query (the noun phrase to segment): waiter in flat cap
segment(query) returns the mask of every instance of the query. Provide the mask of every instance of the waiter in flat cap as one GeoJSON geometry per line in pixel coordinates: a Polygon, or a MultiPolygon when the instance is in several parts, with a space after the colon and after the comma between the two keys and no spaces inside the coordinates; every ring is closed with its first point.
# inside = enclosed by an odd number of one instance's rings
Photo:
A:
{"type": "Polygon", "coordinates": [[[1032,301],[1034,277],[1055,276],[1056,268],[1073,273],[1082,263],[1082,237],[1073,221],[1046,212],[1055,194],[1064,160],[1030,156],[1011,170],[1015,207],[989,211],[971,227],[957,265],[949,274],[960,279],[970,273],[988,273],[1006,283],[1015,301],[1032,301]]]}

- - -

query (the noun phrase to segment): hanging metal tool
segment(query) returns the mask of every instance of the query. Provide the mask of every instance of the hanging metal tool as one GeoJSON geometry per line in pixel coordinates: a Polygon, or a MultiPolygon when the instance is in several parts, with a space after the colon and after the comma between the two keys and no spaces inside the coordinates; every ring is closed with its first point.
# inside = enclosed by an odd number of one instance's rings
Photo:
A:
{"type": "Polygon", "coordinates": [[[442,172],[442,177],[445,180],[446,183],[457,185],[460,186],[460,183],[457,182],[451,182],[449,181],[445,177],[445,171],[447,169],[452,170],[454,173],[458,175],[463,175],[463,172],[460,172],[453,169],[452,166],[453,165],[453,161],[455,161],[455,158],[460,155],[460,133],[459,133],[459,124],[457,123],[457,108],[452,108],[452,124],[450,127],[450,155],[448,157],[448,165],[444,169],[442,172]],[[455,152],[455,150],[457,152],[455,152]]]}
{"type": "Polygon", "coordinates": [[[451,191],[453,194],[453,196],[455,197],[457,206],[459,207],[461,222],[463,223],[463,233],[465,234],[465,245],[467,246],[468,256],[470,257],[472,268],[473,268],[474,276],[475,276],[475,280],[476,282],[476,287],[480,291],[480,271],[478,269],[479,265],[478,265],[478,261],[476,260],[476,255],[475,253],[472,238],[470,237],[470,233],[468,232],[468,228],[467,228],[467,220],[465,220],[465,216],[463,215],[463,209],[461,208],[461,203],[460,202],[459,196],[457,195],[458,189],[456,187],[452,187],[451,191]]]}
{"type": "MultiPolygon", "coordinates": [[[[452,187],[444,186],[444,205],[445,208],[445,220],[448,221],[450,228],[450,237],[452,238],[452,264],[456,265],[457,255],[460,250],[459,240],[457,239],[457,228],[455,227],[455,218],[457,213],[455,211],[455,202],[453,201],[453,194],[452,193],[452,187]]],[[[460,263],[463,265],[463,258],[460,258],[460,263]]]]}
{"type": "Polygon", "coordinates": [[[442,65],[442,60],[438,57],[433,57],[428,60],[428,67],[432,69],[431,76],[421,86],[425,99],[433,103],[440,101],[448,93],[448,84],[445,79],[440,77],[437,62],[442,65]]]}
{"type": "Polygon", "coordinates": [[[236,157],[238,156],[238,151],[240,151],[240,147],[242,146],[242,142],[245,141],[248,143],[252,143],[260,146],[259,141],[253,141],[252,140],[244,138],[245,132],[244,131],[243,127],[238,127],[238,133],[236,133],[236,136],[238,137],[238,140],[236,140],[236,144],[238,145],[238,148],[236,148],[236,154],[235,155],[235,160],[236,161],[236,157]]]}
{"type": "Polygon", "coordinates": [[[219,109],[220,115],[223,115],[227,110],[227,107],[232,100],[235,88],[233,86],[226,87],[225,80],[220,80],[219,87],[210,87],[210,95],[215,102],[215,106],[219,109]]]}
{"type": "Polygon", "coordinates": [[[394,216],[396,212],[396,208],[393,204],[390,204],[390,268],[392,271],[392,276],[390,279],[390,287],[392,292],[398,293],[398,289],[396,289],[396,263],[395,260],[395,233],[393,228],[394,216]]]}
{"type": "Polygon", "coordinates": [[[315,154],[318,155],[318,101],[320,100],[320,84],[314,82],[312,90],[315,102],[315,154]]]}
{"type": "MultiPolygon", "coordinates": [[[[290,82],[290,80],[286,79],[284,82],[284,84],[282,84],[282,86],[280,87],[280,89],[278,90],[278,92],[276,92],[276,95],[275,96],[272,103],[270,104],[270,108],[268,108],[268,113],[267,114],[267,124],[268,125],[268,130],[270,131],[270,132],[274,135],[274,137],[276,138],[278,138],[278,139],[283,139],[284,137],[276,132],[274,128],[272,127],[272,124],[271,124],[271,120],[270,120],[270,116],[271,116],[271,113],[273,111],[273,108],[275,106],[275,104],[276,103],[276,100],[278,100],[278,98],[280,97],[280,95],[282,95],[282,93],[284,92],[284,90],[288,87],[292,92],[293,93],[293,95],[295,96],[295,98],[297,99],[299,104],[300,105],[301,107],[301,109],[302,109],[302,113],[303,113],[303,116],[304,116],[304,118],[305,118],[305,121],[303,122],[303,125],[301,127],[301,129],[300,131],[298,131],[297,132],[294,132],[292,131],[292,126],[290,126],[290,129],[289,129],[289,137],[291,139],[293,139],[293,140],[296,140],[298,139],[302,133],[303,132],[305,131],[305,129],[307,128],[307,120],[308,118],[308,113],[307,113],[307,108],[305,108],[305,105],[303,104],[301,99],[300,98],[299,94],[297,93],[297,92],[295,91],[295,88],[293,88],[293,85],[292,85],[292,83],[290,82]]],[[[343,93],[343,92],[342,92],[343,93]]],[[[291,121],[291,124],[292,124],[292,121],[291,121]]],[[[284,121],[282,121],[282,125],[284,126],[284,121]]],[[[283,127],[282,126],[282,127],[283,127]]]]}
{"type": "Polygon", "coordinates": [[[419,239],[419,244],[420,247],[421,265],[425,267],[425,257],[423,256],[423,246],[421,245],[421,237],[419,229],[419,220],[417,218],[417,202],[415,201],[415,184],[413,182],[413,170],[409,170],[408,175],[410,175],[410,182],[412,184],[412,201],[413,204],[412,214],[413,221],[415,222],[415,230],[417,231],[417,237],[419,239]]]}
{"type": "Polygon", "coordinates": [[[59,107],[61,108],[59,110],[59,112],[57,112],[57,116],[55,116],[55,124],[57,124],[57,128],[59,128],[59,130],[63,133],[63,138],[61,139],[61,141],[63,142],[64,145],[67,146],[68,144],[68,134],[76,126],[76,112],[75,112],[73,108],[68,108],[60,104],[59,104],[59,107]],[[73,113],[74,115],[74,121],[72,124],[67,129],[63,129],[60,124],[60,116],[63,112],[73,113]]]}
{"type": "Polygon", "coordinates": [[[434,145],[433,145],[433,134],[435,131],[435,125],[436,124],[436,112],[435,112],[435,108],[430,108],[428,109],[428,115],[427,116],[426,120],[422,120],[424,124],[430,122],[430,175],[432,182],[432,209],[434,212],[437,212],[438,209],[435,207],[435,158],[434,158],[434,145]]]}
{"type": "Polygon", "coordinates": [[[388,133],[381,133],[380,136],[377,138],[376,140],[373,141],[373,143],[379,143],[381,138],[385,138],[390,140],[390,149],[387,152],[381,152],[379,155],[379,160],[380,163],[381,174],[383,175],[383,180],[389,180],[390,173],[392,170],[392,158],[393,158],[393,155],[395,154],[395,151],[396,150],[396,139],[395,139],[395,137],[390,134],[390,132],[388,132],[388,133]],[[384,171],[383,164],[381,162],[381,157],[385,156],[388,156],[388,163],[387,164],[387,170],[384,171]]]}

- - -

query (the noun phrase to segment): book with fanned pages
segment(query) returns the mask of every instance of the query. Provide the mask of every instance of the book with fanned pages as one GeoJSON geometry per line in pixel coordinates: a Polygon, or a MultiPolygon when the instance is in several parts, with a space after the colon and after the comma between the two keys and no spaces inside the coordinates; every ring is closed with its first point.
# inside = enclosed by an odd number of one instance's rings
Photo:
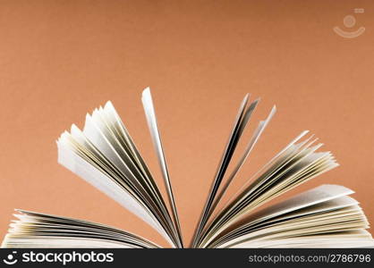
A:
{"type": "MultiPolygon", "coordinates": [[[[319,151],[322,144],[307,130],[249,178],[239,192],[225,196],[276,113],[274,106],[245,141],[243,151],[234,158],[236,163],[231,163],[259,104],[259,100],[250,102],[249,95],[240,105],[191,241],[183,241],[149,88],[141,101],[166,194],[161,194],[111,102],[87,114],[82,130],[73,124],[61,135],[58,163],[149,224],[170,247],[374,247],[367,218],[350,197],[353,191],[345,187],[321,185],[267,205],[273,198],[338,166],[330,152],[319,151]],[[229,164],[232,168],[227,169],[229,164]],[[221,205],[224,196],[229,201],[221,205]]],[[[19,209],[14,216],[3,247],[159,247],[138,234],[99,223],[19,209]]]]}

- - -

● **WHAT TO WORK ON**: From the material above, pull out every line that contains the word "noun" and list those lines unchanged.

● **RESULT FOR THIS EXERCISE**:
query (the noun phrase to segment): waiter in flat cap
query (the noun phrase to segment): hanging metal tool
query (the noun phrase to segment): book with fanned pages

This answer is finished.